** begin Text **
If I could begin again I would unschool them from the beginning of their life (actually I am surprised by how much the general philosophy informs me in my parenting and am flabbergasted that I never made the connections to school). I am trying to undo many years of damage that, if I had trusted my early instincts rather than give into fear, would never of happened.
If I could say anything to anyone who has young children it would be listen to Sandra and the others on this site, read books on unschooling, watch your children and trust yourself - don't listen to the little voices in your head (which are probably your own school demons) telling you that it would be better to school your children.
Regards, Noni
Oh, and if anyone has any advice in regards to my younger ones - I am open to any suggestions (other than love them, and read to them when they ask, and let them be)

Sandra Dodd


Robin Bentley

> There were "illiterate" (in a way, it seems, looking back)
> businessmen who could make enough money to hire people to do their
> typing, and typing came to involve writing, and knowing grammar,
> spelling and mechanics of writing, and all the rules about how to
> set up various kinds of letters and invoices and all... And those
> were the lowly clerks and secretaries.
>
That's my brother! He was a bank Vice-President when he retired and
had a secretary from the time he started working. He admits his worst
subject was English in school. I had no idea he could barely put a
sentence together with appropriate grammar and punctuation until he
started writing me emails a few years ago!

Robin B.

Meredith

"noni.sampson" <noni.sampson@...> wrote:
> Now they often say to me "I can't read" or "I'll never be able to read those books, they are too hard".
****************

First, give them time. My stepson had homeschooling and public school before he finally got a chance to unschool at 13. He would say things like "I hate learning" and "I never want to learn anything again". A year later, when Learn Nothing Day came around, he was able to joke: "the only way to spend a day learning nothing is to go to school!"
** end Text **
What the task requires
Extend the unschooling discussion thread above, starting right after its final sentence.
** begin Data block **
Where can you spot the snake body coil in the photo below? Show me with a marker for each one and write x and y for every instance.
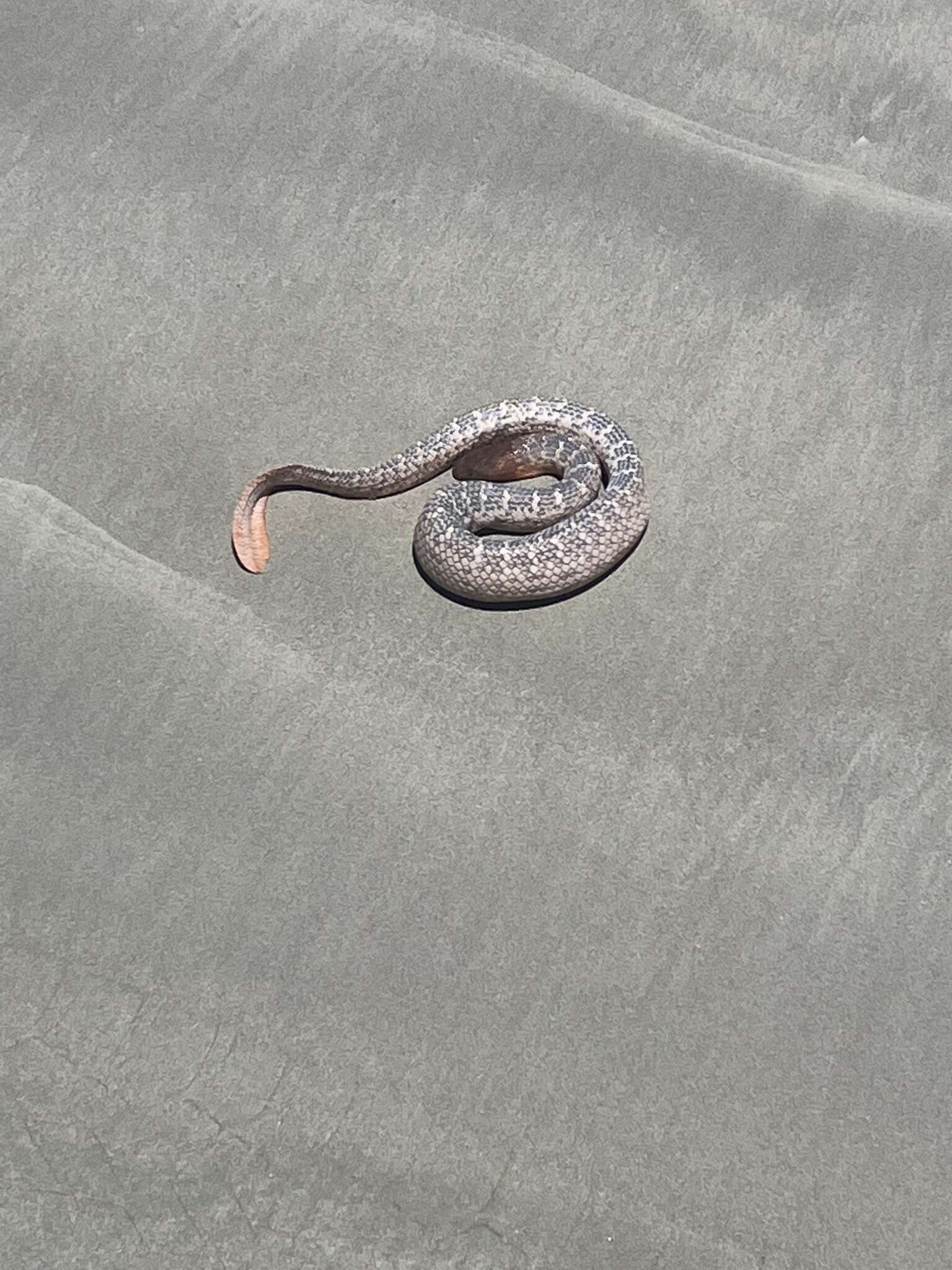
(575, 531)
** end Data block **
Reply
It also helps, with reading, to step way back from all the messages you've heard over the years. Like, there's an idea that reading is about reading books for pleasure and a "good reader" is someone who enjoys reading. It's not true! Reading is a useful set of skills, like (in the US) driving a car. I drive almost every day, but I don't really enjoy it - unlike my brother, who is into amateur racing. My daughter doesn't really read for pleasure, even though she's been able to read since she was 4 - it's a useful skill for her, but she'd much rather look at images than read words. She's a big fan of shows and movies and graphic novels.

And that's another one of the common messages about reading, that it's superior to watching, and that print books are superior to graphic works. It surprised me the first time I tried to read a graphic novel with my daughter - it was harder than I expected! I had to learn a whole different way to take in a story, and at first I missed a lot because I'd read the words and not spend enough time looking at the pictures (and then I got my first manga experience... I still have to check the "how to read this book" diagrams now and then to read those).

---Meredith

Sandra Dodd

-=-First, give them time. My stepson had homeschooling and public school before he finally got a chance to unschool at 13. He would say things like "I hate learning" and "I never want to learn anything again". A year later, when Learn Nothing Day came around, he was able to joke: "the only way to spend a day learning nothing is to go to school!" -=-

And that happened because of his chance to DEschool, because without really laying off the academic pressure and overlay, kids can continue to resist, and remain shut off from their curiosity and willingness to wonder.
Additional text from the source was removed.